▸ **Exercise input**
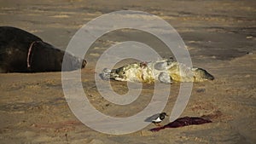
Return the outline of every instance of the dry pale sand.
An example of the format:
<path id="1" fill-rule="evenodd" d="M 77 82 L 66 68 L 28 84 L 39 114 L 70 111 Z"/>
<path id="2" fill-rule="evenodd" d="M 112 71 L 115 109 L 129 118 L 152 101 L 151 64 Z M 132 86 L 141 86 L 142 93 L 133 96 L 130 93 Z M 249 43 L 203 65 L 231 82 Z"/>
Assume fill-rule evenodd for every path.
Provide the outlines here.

▸ **Your objective**
Render every line of the records above as a numbered list, skipping blank lines. Leave the pictures out of your answer.

▸ **Full output**
1. Return the outline of every instance of the dry pale sand.
2. An example of the format:
3. <path id="1" fill-rule="evenodd" d="M 77 82 L 66 68 L 28 84 L 39 114 L 70 111 Z"/>
4. <path id="2" fill-rule="evenodd" d="M 112 71 L 115 109 L 129 118 L 152 101 L 151 64 Z M 132 86 L 141 86 L 142 93 L 133 96 L 130 93 Z M 249 43 L 203 65 L 231 82 Z"/>
5. Assume fill-rule evenodd for every path.
6. Provide the outlines here.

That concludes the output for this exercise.